• TEXT BLOCK:
━━━━━━━━
The Des Moines Register reports that Medica is planning to stay in Iowa. They are requesting a 43% rate increase for the individual market.
“When you find yourself as the only ones between people getting access to care and people not getting access to care, your view of the situation becomes very different,” Medica Vice President Geoff Bartsh said in a prepared statement. “We’ve filed with the intent to provide access to insurance for all Iowans, whether they are farmers, small business owners or other individuals who need coverage.”
The relatively small, Minnesota-based carrier told Iowa regulators Monday that in order to stay in the market, they would need to increase premiums by an average of 43.5 percent….
Monday was the deadline for carriers to file proposed rates for individual health-insurance policies in Iowa for 2018. Medica was the only carrier to file, state regulators said.
I was wrong on being wrong. Iowa is now a single carrier state. There are no risk adjustment problems. The only risk that Medica is bearing is that their actuaries are projecting the state market wrong or there is a cavalcade of clown cars crashing. It is a rational solution to a market design problem.
━━━━━━━━
Items listed in a dataset
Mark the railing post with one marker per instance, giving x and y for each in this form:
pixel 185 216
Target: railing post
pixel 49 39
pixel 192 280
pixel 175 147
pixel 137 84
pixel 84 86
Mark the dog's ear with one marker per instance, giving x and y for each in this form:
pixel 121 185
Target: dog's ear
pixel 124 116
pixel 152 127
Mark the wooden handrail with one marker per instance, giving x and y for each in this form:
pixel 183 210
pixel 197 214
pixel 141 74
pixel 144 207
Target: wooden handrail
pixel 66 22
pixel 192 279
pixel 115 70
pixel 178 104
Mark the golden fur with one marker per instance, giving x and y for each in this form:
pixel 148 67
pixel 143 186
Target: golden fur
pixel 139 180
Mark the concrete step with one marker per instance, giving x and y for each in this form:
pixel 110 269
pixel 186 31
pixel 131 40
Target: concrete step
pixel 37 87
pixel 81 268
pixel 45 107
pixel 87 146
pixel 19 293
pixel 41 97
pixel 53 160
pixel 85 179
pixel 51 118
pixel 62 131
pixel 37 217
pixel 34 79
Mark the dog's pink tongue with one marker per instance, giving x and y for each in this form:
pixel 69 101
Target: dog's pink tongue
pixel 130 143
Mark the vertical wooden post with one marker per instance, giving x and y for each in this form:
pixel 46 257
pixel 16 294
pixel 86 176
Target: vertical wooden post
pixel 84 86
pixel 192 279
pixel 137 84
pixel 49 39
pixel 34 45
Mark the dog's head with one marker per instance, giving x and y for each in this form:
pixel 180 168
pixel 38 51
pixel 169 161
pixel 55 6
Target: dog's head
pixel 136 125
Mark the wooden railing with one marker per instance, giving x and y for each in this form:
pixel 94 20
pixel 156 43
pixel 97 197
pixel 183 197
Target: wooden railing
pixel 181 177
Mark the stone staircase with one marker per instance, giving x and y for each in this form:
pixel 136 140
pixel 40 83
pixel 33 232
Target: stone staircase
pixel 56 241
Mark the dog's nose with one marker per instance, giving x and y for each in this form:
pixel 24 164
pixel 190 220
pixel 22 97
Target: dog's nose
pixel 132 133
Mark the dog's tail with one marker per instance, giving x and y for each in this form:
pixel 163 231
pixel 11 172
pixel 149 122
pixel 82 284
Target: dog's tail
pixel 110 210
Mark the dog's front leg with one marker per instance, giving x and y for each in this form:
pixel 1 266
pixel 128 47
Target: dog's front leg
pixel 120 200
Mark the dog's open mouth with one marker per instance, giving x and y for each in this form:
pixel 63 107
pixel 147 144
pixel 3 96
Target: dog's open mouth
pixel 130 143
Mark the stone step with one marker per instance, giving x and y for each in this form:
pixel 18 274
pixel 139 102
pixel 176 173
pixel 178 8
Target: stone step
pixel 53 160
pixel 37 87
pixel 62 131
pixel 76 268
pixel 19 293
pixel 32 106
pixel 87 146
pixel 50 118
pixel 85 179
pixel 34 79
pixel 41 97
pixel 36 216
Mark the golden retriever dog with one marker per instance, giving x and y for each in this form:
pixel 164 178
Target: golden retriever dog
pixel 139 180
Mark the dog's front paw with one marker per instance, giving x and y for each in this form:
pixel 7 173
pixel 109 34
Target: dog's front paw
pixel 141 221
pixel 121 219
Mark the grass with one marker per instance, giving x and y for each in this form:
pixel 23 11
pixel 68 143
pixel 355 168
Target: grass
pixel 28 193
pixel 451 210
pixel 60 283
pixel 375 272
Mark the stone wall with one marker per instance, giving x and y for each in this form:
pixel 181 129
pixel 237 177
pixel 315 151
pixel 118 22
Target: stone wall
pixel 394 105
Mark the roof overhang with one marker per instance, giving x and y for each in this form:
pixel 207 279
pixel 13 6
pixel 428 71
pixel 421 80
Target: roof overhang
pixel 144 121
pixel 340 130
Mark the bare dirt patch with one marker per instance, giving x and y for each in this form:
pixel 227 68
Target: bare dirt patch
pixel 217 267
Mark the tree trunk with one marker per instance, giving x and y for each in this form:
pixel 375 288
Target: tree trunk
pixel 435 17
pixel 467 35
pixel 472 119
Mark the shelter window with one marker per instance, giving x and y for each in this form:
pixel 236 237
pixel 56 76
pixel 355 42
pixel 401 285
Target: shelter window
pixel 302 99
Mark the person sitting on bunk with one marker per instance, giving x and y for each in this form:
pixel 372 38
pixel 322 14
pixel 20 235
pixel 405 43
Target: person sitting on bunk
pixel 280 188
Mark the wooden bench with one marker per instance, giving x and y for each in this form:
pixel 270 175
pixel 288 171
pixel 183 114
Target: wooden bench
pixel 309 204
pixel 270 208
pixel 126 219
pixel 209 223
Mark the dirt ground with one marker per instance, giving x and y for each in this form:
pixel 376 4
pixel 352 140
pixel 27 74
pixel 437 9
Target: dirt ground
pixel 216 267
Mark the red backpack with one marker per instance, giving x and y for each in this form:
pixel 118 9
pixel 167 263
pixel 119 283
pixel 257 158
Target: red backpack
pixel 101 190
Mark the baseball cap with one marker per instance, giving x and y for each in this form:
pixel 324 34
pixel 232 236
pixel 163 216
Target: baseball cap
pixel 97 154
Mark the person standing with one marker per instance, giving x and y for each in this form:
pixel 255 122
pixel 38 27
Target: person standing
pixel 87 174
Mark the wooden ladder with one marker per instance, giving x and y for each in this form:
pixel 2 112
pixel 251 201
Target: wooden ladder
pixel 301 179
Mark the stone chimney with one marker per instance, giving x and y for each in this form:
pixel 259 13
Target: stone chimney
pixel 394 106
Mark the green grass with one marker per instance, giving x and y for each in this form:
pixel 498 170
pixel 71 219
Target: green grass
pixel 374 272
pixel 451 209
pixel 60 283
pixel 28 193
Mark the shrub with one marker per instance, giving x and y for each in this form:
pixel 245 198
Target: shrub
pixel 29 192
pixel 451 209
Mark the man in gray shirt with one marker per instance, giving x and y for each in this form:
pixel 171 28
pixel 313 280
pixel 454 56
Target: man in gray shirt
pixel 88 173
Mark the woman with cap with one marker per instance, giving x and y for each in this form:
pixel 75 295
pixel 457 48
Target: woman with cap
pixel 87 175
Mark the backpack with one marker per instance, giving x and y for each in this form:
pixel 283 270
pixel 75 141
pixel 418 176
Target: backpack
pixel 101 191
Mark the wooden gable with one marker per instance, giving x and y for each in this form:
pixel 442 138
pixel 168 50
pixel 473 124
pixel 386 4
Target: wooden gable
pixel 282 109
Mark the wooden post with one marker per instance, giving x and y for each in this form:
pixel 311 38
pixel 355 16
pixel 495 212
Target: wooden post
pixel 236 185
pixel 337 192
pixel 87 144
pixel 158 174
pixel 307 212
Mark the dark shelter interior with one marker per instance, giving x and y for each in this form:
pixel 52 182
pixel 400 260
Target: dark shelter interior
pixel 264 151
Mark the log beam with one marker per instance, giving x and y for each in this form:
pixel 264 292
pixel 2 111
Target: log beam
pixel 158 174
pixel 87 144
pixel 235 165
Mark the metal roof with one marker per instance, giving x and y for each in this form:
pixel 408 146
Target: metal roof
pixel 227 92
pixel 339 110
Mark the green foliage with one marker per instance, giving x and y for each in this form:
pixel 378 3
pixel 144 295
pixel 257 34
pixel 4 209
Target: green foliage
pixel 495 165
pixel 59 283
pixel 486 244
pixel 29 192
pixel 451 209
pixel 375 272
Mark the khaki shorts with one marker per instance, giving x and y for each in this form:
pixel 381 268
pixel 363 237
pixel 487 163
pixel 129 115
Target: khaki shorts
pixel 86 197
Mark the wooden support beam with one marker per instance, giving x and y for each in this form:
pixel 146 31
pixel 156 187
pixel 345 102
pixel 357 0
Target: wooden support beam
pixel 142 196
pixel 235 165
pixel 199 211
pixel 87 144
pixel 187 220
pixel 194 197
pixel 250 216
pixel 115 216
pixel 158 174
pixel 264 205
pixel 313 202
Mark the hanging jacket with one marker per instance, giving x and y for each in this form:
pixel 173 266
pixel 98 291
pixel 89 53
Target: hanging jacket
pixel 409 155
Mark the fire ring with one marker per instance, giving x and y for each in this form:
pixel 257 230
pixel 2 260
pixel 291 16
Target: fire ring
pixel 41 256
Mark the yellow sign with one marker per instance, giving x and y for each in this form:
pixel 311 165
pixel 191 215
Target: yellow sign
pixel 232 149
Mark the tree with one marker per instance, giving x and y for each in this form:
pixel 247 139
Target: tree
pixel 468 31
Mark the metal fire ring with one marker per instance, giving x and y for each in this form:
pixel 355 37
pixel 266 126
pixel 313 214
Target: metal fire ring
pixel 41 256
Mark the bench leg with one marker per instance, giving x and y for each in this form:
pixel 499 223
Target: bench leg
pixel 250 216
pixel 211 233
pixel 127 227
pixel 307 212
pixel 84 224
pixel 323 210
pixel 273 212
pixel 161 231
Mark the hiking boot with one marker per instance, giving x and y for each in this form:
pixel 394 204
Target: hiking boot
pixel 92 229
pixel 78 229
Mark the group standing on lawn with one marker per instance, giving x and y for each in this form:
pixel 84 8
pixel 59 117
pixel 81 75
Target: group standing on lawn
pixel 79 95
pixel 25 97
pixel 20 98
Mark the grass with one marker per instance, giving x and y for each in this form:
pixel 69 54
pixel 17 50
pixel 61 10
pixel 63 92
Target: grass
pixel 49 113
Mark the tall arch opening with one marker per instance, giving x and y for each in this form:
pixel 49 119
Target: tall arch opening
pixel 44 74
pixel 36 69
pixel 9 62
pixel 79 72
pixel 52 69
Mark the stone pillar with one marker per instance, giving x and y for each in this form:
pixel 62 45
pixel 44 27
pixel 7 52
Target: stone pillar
━━━━━━━━
• WORK TO BE COMPLETED:
Reproduce the full text on Medica's Iowa rate filing, word for word.

• PROBLEM SOLUTION:
The Des Moines Register reports that Medica is planning to stay in Iowa. They are requesting a 43% rate increase for the individual market.
“When you find yourself as the only ones between people getting access to care and people not getting access to care, your view of the situation becomes very different,” Medica Vice President Geoff Bartsh said in a prepared statement. “We’ve filed with the intent to provide access to insurance for all Iowans, whether they are farmers, small business owners or other individuals who need coverage.”
The relatively small, Minnesota-based carrier told Iowa regulators Monday that in order to stay in the market, they would need to increase premiums by an average of 43.5 percent….
Monday was the deadline for carriers to file proposed rates for individual health-insurance policies in Iowa for 2018. Medica was the only carrier to file, state regulators said.
I was wrong on being wrong. Iowa is now a single carrier state. There are no risk adjustment problems. The only risk that Medica is bearing is that their actuaries are projecting the state market wrong or there is a cavalcade of clown cars crashing. It is a rational solution to a market design problem.